◆ Data to use ◆
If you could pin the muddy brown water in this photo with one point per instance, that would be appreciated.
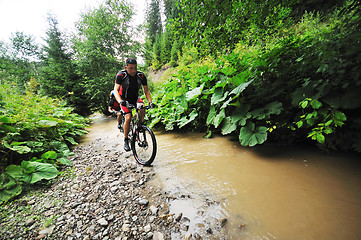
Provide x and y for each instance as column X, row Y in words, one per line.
column 266, row 192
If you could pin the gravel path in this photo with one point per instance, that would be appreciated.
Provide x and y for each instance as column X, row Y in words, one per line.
column 104, row 195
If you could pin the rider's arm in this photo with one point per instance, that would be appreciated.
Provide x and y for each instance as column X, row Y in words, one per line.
column 147, row 93
column 116, row 93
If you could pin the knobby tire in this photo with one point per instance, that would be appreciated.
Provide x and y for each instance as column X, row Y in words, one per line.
column 144, row 145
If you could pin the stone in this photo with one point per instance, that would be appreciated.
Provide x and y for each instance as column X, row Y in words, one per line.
column 103, row 222
column 143, row 202
column 158, row 236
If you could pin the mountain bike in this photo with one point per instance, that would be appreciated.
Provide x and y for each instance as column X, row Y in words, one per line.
column 143, row 142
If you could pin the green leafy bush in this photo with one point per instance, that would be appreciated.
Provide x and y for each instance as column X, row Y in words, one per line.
column 303, row 84
column 36, row 133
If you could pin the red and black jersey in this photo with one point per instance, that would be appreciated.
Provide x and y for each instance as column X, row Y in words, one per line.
column 130, row 85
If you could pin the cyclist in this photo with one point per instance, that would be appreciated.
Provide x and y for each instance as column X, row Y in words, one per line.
column 126, row 89
column 113, row 106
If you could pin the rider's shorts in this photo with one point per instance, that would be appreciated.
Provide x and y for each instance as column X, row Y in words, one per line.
column 125, row 110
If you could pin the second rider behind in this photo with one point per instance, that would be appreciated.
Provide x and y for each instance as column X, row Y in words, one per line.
column 126, row 89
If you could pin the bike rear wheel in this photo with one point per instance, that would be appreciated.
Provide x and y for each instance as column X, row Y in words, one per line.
column 144, row 145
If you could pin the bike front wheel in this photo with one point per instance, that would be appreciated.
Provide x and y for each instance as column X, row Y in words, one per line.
column 144, row 145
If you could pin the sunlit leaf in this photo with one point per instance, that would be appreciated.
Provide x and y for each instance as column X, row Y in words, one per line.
column 219, row 118
column 194, row 93
column 185, row 120
column 211, row 115
column 228, row 126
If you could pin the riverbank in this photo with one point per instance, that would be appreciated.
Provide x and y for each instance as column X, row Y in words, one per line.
column 104, row 195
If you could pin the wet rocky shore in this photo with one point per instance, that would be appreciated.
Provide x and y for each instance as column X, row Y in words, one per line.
column 104, row 195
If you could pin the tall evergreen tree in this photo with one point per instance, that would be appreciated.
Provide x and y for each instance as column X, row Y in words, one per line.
column 104, row 36
column 58, row 77
column 153, row 20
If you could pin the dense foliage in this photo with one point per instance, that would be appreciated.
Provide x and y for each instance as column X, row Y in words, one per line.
column 36, row 133
column 301, row 83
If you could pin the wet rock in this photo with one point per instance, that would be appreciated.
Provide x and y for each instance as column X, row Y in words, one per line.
column 104, row 195
column 143, row 202
column 103, row 222
column 158, row 236
column 29, row 222
column 46, row 231
column 179, row 217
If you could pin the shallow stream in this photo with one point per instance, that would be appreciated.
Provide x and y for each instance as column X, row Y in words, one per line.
column 265, row 192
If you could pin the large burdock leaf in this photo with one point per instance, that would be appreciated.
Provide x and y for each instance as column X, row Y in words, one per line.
column 238, row 90
column 218, row 96
column 250, row 135
column 8, row 188
column 185, row 120
column 194, row 93
column 47, row 123
column 229, row 126
column 211, row 115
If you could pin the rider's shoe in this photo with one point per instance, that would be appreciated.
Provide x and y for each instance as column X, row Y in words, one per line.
column 126, row 144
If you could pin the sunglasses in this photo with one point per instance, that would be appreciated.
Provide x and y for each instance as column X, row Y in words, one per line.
column 131, row 61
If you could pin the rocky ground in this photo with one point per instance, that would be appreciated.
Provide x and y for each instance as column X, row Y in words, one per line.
column 104, row 195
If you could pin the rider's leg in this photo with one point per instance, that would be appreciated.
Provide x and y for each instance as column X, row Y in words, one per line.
column 126, row 127
column 141, row 115
column 119, row 118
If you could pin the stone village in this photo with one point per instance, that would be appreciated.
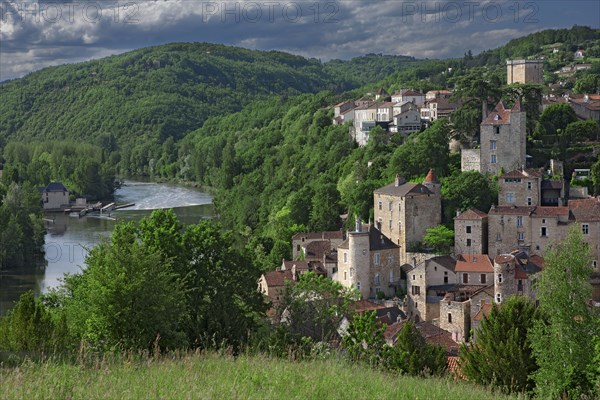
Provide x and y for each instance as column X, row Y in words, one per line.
column 497, row 252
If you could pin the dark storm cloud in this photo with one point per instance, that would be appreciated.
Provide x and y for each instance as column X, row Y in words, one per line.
column 57, row 32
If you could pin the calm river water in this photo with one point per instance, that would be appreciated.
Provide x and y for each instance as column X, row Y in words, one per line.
column 69, row 237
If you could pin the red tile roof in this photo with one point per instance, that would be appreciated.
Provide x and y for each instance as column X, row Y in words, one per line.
column 471, row 214
column 361, row 306
column 504, row 258
column 585, row 210
column 522, row 173
column 484, row 311
column 546, row 211
column 431, row 177
column 278, row 278
column 474, row 263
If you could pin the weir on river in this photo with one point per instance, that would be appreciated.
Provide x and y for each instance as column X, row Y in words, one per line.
column 69, row 238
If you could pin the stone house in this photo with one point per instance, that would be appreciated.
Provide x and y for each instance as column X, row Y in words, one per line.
column 471, row 232
column 301, row 240
column 409, row 95
column 423, row 280
column 271, row 284
column 369, row 262
column 55, row 196
column 474, row 269
column 405, row 210
column 524, row 71
column 407, row 118
column 502, row 142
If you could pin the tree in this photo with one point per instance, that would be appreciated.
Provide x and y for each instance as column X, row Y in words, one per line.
column 561, row 340
column 501, row 356
column 315, row 306
column 554, row 118
column 464, row 190
column 439, row 238
column 128, row 296
column 364, row 339
column 413, row 355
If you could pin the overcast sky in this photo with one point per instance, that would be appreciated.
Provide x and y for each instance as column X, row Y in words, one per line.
column 34, row 35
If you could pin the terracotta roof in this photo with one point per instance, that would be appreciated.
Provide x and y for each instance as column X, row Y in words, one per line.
column 522, row 173
column 431, row 177
column 500, row 115
column 547, row 211
column 474, row 263
column 405, row 189
column 360, row 306
column 504, row 258
column 552, row 184
column 378, row 241
column 326, row 235
column 471, row 214
column 278, row 278
column 585, row 210
column 484, row 311
column 511, row 210
column 445, row 261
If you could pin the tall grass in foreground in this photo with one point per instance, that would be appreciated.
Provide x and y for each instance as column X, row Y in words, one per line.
column 217, row 376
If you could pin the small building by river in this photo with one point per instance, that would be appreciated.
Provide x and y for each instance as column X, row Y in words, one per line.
column 55, row 196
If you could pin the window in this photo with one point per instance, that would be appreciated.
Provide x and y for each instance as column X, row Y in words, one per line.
column 510, row 198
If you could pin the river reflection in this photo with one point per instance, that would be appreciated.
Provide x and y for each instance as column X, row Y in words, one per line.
column 68, row 237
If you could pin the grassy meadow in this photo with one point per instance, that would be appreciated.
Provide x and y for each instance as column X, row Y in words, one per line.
column 215, row 376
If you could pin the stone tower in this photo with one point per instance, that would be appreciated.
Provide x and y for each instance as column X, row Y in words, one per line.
column 359, row 259
column 524, row 71
column 471, row 232
column 502, row 140
column 432, row 183
column 504, row 277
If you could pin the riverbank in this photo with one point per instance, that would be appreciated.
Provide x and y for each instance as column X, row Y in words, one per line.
column 218, row 376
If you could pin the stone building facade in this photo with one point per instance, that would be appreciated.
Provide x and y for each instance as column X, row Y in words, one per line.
column 370, row 262
column 524, row 71
column 471, row 232
column 405, row 210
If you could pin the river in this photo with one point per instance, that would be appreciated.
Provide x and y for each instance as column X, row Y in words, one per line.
column 68, row 237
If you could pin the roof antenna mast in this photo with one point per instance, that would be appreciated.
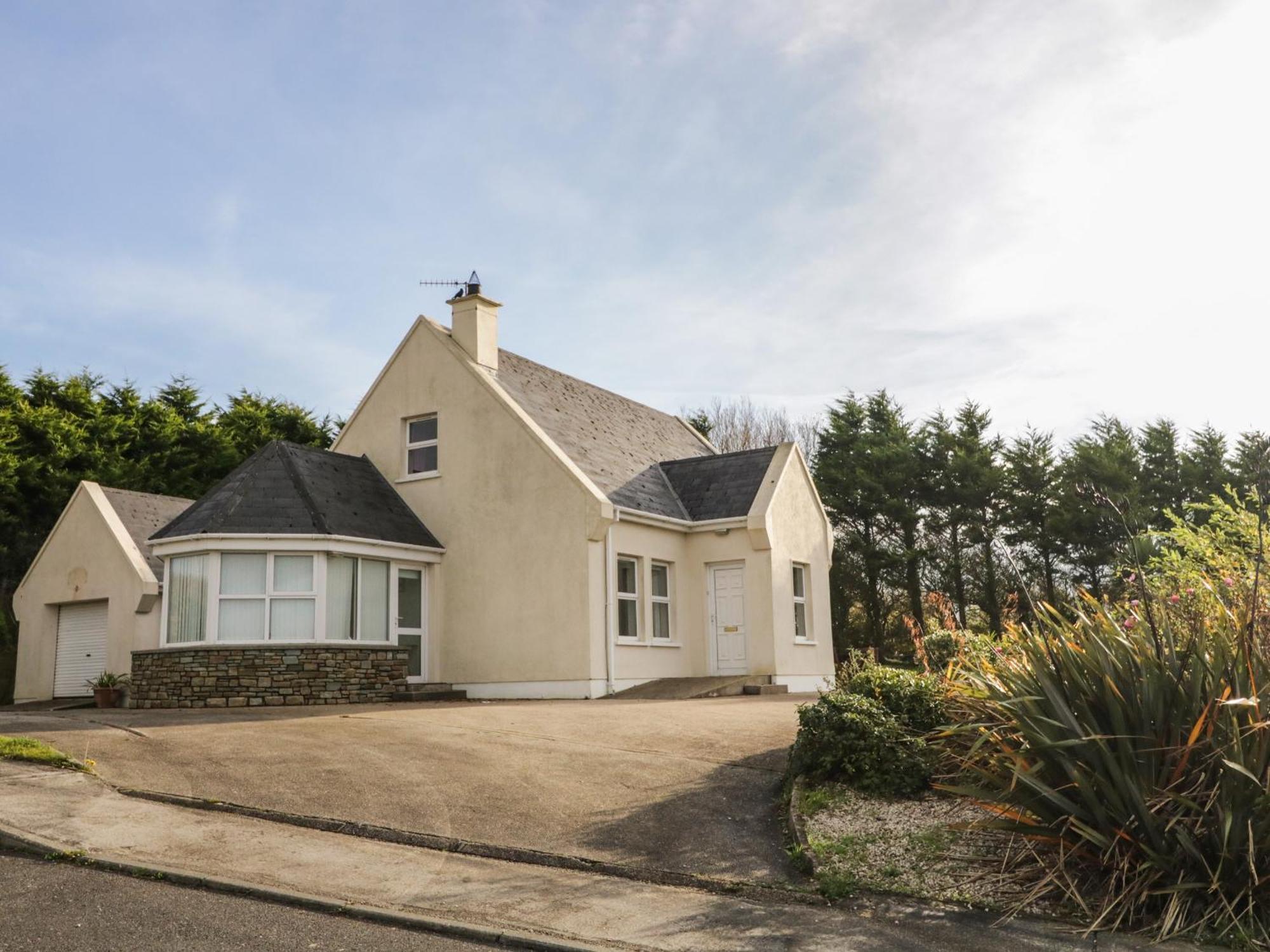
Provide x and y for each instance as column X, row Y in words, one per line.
column 465, row 288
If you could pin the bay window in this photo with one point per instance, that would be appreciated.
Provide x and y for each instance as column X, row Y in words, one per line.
column 266, row 597
column 187, row 598
column 260, row 597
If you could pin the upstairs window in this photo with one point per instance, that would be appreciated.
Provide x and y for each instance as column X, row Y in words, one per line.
column 801, row 602
column 628, row 598
column 421, row 446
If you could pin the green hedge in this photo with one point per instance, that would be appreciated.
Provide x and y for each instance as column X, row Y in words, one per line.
column 854, row 739
column 914, row 699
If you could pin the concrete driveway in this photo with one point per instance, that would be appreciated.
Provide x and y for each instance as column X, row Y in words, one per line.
column 671, row 785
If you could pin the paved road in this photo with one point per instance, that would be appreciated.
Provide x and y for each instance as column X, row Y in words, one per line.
column 74, row 909
column 674, row 785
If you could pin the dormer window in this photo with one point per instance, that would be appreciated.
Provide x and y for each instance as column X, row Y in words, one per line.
column 421, row 446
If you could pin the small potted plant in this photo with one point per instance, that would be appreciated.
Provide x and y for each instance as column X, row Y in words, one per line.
column 109, row 689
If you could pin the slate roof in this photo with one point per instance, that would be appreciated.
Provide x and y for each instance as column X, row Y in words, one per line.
column 288, row 489
column 610, row 439
column 143, row 515
column 718, row 487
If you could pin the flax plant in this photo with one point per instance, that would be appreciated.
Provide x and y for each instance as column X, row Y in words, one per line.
column 1128, row 750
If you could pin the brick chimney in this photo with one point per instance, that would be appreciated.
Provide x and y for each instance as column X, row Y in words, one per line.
column 474, row 323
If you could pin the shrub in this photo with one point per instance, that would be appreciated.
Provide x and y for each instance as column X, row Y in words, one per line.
column 854, row 739
column 916, row 700
column 1131, row 747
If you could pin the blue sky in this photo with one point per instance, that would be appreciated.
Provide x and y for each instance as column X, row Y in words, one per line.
column 1051, row 209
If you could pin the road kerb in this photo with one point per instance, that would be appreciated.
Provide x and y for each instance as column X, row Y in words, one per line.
column 25, row 842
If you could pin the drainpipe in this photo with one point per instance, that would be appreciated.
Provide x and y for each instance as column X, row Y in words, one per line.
column 610, row 609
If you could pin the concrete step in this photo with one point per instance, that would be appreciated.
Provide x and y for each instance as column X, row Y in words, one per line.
column 685, row 689
column 431, row 691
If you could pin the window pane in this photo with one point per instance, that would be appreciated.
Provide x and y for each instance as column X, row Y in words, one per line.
column 628, row 619
column 374, row 616
column 242, row 620
column 661, row 582
column 341, row 597
column 410, row 598
column 293, row 573
column 243, row 573
column 291, row 619
column 187, row 598
column 424, row 460
column 413, row 644
column 627, row 576
column 661, row 620
column 424, row 431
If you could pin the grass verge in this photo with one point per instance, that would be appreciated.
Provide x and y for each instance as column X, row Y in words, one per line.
column 915, row 847
column 36, row 752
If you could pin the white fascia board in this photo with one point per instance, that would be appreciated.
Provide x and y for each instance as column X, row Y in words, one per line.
column 289, row 543
column 759, row 520
column 670, row 522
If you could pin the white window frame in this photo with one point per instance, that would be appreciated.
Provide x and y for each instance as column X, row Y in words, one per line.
column 269, row 597
column 211, row 621
column 628, row 597
column 667, row 600
column 806, row 638
column 420, row 445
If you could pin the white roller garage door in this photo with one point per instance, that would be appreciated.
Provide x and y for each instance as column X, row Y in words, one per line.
column 81, row 648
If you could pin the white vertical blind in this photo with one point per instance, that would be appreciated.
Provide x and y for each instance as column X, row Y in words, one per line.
column 293, row 573
column 291, row 619
column 341, row 596
column 410, row 598
column 374, row 615
column 241, row 620
column 243, row 573
column 187, row 598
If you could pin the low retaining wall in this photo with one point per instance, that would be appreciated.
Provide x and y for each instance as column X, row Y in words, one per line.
column 222, row 676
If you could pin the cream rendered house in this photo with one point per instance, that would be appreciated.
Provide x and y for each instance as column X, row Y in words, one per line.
column 591, row 544
column 482, row 525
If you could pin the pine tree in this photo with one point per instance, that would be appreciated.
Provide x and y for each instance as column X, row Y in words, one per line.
column 1031, row 491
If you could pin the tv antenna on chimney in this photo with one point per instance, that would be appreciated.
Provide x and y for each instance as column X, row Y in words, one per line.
column 467, row 288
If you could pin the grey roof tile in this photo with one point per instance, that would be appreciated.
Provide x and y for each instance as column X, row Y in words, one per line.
column 719, row 487
column 143, row 515
column 289, row 489
column 610, row 439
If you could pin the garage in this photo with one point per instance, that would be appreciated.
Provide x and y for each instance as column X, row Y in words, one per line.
column 81, row 648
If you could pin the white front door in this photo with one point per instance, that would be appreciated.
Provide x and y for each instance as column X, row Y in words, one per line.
column 81, row 648
column 728, row 619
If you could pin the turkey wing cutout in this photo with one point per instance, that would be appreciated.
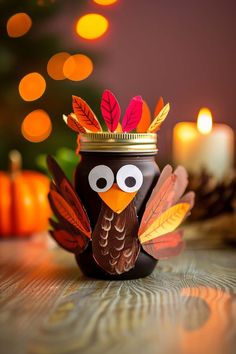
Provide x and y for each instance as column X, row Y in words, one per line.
column 164, row 212
column 114, row 240
column 165, row 246
column 72, row 231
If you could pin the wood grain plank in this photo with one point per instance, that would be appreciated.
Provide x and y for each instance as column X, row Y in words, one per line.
column 48, row 306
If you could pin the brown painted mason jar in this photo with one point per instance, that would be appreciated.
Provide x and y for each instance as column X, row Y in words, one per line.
column 116, row 150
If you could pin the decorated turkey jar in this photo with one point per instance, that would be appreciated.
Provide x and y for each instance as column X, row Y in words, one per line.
column 119, row 217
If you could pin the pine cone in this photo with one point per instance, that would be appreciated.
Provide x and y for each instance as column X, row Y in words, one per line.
column 212, row 198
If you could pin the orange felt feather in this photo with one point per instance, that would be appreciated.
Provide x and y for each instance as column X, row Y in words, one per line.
column 145, row 120
column 166, row 222
column 67, row 213
column 72, row 122
column 85, row 115
column 64, row 188
column 165, row 246
column 160, row 200
column 156, row 124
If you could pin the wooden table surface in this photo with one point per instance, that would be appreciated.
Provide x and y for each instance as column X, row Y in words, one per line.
column 187, row 306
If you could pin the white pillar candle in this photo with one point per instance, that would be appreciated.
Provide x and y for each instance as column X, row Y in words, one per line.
column 204, row 146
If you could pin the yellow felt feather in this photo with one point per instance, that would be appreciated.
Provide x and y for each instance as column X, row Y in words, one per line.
column 166, row 222
column 155, row 126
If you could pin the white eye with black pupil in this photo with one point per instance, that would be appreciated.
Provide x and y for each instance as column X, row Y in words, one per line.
column 101, row 178
column 129, row 178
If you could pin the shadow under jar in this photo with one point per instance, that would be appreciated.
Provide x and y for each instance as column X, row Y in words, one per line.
column 116, row 150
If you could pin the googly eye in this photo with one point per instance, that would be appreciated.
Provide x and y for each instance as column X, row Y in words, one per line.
column 129, row 178
column 101, row 178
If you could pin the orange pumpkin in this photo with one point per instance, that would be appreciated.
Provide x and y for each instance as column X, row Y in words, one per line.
column 24, row 207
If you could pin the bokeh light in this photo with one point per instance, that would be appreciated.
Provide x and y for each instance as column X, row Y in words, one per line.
column 32, row 86
column 55, row 65
column 18, row 25
column 36, row 126
column 78, row 67
column 91, row 26
column 105, row 2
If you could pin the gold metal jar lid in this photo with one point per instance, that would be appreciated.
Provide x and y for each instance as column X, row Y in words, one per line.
column 119, row 142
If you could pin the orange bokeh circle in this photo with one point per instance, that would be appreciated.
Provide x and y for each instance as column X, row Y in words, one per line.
column 91, row 26
column 78, row 67
column 55, row 65
column 18, row 25
column 32, row 86
column 36, row 126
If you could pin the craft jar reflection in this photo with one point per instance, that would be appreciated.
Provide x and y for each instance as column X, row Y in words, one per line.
column 116, row 169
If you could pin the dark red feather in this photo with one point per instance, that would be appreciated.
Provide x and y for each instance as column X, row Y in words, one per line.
column 110, row 110
column 133, row 114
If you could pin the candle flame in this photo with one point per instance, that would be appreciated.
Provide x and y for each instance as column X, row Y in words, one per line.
column 204, row 121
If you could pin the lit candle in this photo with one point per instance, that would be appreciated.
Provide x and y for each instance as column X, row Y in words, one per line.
column 204, row 146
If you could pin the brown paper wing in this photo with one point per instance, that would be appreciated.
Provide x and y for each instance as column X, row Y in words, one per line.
column 114, row 240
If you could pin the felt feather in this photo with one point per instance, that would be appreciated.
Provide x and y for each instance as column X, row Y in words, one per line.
column 85, row 115
column 169, row 188
column 156, row 124
column 166, row 222
column 161, row 199
column 66, row 212
column 72, row 122
column 159, row 106
column 72, row 242
column 145, row 120
column 110, row 110
column 166, row 246
column 119, row 128
column 133, row 114
column 65, row 189
column 165, row 173
column 181, row 183
column 188, row 198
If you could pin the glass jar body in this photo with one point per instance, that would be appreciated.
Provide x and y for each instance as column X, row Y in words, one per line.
column 92, row 203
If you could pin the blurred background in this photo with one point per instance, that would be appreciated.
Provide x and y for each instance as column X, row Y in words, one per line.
column 49, row 49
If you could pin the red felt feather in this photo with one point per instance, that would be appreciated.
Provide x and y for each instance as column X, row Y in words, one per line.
column 110, row 110
column 159, row 106
column 85, row 115
column 145, row 120
column 165, row 246
column 133, row 114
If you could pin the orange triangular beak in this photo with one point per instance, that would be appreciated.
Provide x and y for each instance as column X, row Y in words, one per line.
column 117, row 199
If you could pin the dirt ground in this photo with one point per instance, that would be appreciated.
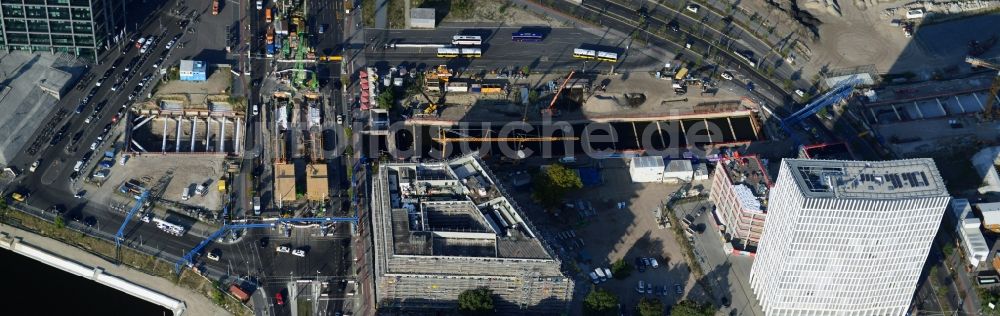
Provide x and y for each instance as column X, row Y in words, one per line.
column 186, row 170
column 502, row 13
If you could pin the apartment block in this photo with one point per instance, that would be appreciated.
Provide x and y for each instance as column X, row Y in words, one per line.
column 739, row 192
column 445, row 227
column 85, row 28
column 847, row 237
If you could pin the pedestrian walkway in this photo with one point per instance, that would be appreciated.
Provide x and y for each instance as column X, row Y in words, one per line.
column 196, row 304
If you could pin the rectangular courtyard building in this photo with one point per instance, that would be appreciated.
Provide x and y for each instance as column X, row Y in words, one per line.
column 85, row 28
column 445, row 227
column 847, row 237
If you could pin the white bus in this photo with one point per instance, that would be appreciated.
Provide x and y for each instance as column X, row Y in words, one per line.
column 473, row 40
column 584, row 53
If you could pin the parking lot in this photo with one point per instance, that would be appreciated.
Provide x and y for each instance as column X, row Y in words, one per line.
column 606, row 232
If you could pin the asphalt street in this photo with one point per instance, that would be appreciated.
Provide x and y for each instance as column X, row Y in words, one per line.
column 555, row 53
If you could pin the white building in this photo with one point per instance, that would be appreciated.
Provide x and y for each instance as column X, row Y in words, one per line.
column 991, row 215
column 969, row 231
column 656, row 169
column 985, row 163
column 847, row 237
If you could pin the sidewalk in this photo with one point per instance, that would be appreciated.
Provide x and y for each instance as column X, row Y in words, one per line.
column 196, row 304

◆ Task details ◆
For every line of the data above that contains "chimney", copy that line.

◆ Your response ◆
If you could pin the brick chimney in this photo with one point per instance, that would be appreciated.
If you could pin the tv antenna on chimney in this photo with one point per instance, that would be appreciated.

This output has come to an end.